演習課題 —
1 > 本文によると、『米騒動の研究』全四巻を編んだのは誰ですか。
2 > 本文から、「城山三郎『鼠~鈴木商店焼打ち事件』(文春文庫,1975)所蔵本」という語句を含む箇所で始まり「に満ちた圧縮と言ってもよい。」で終わる部分を、一字も変えずに書き写してください。

本文 —

----

金沢から在来線のみで帰京した2010年末に糸魚川駅での乗換で1時間待ちもヒスイ王国館で退屈せず(..)

【読んだ本】

城山三郎『鼠~鈴木商店焼打ち事件』(文春文庫,1975)所蔵本

承前m(__)m ③「今日、米騒動について最も権威ある研究書とされ、いわば米騒動の決定版ともされて
いる」井上清&渡部徹編『米騒動の研究』全四巻が、実は「事実の誤認または拡大解釈」による「憶測」
だらけで、また「すり替え」や「反対党による政策的攻撃」である点を看過してること、そして、同書が
引用・依拠する論文に出てくる「関係生存者の証言」は自ら証言者に問い質すことでソレらが「信憑性の
ない」ことを明らかにした部分が本書の白眉(゚ロ゚;) 「証言者がことわっているにも拘らず、大胆な断定
に持ちこんでいる。発言の真意を伝えようとせぬ圧縮ぶりである。予断に満ちた圧縮と言ってもよい。
何かを知ろうとしてより、ある結論のために、証言として書き添えたという感じである。/・・・この三人の
選び方も恣意的である。」と完膚なきまでKОし、桂芳男『幻の総合商社 鈴木商店~創造的経営者
の栄光と挫折』(現代教養文庫,1989)も〈・・・「(物証に代わる)証言の偽証性」、総じて[同書の]
学術書としての致命傷「牽強附会」をあば」いたとして本書を高評(^^) 当該論文はどうも「学生たち」
の調査に基づくものらしいし、また同書の編者はメチャ色の付いた歴史家だけど、それでも当時「権威」

----

データセット —
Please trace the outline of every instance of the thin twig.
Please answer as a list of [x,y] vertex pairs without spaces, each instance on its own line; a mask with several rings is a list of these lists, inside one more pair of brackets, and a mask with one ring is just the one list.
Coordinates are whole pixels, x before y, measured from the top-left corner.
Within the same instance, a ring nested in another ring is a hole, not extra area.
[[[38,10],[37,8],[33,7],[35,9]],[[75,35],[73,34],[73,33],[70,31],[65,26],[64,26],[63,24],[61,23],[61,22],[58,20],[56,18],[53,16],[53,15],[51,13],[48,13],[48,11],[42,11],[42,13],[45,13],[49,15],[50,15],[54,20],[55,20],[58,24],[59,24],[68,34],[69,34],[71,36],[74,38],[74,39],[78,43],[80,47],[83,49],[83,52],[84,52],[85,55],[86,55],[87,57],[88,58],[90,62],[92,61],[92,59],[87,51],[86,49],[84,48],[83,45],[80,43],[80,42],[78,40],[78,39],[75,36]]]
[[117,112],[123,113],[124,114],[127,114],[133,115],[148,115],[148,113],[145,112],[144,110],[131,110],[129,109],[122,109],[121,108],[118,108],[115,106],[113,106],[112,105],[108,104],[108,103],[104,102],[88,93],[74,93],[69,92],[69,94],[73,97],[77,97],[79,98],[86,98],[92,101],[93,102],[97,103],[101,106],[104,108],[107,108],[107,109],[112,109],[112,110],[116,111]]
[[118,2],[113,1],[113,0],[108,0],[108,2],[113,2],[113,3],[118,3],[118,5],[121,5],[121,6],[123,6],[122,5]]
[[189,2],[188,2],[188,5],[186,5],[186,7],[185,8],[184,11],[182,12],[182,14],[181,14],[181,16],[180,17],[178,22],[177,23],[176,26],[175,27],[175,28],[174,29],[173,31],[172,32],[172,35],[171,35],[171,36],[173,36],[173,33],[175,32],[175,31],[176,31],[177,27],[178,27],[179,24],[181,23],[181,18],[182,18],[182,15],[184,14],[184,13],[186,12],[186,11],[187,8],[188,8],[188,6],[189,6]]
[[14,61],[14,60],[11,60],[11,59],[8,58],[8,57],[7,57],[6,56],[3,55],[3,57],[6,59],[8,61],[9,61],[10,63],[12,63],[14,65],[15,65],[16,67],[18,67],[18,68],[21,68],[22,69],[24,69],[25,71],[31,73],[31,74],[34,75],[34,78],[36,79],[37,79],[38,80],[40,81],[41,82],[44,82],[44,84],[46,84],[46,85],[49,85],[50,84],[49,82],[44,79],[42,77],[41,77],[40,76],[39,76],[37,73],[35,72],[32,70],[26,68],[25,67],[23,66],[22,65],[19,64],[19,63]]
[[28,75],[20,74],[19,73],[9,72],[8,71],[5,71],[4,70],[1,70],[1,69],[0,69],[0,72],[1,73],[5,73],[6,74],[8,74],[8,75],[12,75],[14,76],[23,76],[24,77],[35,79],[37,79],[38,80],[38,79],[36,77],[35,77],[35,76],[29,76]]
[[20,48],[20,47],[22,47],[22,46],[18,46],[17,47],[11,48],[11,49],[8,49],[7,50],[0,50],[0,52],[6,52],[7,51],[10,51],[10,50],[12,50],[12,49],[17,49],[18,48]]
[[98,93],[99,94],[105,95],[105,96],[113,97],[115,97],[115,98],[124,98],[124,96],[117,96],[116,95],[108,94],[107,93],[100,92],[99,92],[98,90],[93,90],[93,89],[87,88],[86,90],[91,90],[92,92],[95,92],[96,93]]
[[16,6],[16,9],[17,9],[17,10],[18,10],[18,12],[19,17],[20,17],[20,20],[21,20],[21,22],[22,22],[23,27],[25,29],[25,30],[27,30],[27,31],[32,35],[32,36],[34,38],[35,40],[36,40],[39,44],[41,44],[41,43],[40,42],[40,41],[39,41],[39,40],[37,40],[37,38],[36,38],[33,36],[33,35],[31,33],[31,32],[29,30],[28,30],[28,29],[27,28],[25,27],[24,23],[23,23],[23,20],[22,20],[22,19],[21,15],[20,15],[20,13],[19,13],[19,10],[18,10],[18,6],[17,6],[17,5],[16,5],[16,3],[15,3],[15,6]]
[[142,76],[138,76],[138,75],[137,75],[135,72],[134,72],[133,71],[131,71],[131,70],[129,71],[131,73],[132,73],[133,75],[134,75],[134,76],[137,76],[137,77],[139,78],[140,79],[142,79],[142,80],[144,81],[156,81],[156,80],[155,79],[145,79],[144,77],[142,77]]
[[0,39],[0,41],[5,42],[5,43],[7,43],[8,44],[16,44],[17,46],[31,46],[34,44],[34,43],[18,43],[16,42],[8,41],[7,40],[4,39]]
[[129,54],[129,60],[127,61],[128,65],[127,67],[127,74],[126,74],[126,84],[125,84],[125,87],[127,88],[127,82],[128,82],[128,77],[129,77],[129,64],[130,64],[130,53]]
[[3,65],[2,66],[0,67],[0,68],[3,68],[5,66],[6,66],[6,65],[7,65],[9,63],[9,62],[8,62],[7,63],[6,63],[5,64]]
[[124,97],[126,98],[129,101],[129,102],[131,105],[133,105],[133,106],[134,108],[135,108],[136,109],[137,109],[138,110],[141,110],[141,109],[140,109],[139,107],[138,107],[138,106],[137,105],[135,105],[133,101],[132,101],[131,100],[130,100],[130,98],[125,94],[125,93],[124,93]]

----

解答一覧 —
1 > 井上清と渡部徹です。

2 >
城山三郎『鼠~鈴木商店焼打ち事件』(文春文庫,1975)所蔵本

承前m(__)m ③「今日、米騒動について最も権威ある研究書とされ、いわば米騒動の決定版ともされて
いる」井上清&渡部徹編『米騒動の研究』全四巻が、実は「事実の誤認または拡大解釈」による「憶測」
だらけで、また「すり替え」や「反対党による政策的攻撃」である点を看過してること、そして、同書が
引用・依拠する論文に出てくる「関係生存者の証言」は自ら証言者に問い質すことでソレらが「信憑性の
ない」ことを明らかにした部分が本書の白眉(゚ロ゚;) 「証言者がことわっているにも拘らず、大胆な断定
に持ちこんでいる。発言の真意を伝えようとせぬ圧縮ぶりである。予断に満ちた圧縮と言ってもよい。